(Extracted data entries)
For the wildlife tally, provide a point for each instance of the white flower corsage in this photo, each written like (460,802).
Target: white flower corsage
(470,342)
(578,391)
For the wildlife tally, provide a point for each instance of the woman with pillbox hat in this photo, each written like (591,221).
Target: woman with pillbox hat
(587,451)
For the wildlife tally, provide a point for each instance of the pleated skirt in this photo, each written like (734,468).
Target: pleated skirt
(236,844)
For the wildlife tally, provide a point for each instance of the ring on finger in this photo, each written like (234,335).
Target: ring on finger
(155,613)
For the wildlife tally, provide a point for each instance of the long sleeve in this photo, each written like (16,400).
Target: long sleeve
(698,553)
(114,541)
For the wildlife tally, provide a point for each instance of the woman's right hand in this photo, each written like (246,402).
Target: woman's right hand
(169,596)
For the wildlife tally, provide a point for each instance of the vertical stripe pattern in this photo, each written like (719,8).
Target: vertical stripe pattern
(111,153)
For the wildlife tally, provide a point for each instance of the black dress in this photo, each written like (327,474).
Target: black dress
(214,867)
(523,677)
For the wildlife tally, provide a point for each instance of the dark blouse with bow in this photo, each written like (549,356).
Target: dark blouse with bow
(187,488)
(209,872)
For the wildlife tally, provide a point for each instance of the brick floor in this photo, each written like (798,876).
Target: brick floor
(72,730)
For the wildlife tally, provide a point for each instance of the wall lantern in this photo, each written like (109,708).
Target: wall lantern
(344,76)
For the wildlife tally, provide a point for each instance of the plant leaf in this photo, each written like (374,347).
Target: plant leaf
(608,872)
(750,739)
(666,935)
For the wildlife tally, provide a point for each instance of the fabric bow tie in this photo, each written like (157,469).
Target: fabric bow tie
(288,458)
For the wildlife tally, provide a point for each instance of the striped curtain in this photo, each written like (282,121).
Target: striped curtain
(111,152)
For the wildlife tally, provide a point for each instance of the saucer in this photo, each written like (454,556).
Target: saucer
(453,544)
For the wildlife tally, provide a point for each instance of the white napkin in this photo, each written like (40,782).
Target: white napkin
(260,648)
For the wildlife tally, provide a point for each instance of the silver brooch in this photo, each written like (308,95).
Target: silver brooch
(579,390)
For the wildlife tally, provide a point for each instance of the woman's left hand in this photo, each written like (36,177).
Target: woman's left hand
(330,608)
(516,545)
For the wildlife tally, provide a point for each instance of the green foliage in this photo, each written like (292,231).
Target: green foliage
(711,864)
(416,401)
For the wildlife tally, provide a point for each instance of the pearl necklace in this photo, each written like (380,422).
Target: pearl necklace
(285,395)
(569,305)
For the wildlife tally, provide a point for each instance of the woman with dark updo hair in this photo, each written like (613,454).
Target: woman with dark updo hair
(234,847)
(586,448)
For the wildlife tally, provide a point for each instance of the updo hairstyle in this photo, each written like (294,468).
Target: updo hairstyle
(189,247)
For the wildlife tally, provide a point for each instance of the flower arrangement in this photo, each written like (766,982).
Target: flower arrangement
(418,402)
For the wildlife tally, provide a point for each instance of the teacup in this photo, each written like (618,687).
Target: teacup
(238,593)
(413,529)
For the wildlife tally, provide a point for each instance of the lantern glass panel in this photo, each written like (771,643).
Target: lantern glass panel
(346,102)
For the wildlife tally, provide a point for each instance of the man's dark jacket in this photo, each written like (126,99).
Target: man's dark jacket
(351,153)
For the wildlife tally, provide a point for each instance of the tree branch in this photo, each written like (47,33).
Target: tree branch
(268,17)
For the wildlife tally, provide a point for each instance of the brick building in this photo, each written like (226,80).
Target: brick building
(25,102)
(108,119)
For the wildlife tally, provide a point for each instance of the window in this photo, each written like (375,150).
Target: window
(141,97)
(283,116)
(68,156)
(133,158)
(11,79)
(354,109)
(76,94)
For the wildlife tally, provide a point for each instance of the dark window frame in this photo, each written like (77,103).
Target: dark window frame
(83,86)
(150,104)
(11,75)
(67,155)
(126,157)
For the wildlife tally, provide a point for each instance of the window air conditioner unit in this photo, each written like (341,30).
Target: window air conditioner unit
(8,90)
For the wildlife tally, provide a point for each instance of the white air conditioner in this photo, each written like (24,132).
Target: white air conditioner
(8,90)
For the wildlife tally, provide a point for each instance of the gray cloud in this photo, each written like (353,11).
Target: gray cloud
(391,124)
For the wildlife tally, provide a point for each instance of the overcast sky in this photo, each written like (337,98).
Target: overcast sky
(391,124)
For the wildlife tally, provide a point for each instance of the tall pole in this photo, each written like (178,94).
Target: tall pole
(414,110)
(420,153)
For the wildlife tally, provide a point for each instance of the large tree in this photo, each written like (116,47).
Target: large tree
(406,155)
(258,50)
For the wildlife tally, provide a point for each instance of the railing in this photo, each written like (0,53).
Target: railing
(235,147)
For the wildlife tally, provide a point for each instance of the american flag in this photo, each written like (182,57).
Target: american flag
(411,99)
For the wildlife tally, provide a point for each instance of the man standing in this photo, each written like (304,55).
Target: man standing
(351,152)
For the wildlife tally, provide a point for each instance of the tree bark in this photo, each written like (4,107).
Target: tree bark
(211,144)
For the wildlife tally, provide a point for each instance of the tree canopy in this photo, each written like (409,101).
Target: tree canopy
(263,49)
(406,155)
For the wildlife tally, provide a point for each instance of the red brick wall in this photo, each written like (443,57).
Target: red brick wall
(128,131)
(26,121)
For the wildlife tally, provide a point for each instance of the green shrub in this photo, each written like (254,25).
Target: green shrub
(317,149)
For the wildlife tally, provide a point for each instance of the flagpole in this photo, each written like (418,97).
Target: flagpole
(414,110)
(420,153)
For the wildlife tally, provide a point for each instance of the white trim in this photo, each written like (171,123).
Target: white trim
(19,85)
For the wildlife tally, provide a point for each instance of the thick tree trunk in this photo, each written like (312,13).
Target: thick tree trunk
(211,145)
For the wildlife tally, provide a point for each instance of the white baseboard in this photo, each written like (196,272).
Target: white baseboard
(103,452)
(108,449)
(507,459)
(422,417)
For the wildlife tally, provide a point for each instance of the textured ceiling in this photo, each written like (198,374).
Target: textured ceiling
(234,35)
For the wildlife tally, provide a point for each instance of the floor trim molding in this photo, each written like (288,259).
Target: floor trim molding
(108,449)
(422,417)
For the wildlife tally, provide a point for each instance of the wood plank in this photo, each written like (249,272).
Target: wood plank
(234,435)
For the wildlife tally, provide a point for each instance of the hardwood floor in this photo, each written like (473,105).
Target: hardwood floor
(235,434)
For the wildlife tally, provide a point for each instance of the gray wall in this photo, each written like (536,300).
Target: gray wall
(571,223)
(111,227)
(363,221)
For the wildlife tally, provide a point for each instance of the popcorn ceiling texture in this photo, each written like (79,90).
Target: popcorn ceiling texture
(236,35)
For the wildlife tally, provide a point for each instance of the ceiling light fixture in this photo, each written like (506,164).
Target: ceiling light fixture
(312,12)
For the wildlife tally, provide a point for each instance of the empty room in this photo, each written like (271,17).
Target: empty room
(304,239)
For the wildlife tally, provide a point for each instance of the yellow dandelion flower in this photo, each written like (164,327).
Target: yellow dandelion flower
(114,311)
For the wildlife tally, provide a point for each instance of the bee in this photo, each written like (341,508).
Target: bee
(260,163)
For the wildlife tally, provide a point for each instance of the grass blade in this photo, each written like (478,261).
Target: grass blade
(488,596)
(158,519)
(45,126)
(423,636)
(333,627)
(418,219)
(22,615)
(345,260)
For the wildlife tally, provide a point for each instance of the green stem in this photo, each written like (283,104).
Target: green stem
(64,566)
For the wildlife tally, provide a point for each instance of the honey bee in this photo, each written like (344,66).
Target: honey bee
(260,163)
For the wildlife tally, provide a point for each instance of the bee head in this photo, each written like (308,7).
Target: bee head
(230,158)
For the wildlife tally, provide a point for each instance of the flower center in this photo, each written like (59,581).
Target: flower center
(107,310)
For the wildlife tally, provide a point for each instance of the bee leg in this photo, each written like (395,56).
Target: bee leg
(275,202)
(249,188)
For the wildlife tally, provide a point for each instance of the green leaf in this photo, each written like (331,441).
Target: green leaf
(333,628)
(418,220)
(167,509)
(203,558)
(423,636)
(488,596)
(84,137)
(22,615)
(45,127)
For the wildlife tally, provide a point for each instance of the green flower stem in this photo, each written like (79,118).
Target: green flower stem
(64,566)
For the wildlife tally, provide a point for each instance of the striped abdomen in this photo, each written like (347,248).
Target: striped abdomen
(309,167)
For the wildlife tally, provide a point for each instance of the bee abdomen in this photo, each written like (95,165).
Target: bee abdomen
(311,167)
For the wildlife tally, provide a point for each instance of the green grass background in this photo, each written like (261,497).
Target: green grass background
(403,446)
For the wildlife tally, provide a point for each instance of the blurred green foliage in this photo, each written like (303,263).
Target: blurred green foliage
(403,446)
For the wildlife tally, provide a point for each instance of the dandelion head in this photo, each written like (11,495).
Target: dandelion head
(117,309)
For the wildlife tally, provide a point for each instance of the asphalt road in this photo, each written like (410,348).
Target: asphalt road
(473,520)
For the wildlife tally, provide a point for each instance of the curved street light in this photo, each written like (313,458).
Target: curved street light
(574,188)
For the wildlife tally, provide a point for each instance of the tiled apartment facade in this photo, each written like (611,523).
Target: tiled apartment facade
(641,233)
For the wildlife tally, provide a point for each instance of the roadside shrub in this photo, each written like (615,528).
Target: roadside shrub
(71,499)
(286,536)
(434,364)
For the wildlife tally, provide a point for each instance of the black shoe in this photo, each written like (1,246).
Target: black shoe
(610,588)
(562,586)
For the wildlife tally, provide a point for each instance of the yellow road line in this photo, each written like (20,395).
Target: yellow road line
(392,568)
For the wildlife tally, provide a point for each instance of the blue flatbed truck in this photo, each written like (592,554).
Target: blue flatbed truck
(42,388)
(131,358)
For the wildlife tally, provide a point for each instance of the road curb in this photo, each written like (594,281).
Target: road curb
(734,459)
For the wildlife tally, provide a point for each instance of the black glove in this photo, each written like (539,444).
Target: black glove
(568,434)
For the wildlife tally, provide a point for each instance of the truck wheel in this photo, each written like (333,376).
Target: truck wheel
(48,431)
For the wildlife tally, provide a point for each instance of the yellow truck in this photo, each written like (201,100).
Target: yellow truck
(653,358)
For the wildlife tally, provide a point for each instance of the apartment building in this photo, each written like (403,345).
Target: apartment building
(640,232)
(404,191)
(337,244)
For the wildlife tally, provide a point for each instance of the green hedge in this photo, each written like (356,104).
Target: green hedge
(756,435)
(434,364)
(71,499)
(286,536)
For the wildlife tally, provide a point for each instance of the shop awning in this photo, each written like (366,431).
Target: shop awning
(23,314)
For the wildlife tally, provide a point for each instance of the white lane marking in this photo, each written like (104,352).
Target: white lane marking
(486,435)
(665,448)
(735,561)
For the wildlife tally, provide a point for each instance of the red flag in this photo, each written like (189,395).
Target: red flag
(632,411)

- **Prompt**:
Print from the line containing "written like (403,345)." to the last line above, exactly as written.

- **Written response**:
For the wildlife tally, provide a point for each instance of the apartment building in this photo, each written like (403,345).
Target: apartment building
(640,232)
(404,191)
(337,244)
For the wildlife tally, provide a point for each instance of the green hedge in this photo, each written like (356,104).
Target: green hedge
(756,435)
(434,364)
(71,499)
(286,536)
For the wildlife tally, provide a point for each instance of the shop awning in this photo, each written like (366,431).
Target: shop awning
(23,314)
For the wildlife tally, provide a point for each instance of the white lane marking in this photo, each written like (104,352).
Target: white lane marking
(486,435)
(665,448)
(735,561)
For the wildlife tally, provide a point for each instance of the red flag in this photo, each written like (189,395).
Target: red flag
(632,411)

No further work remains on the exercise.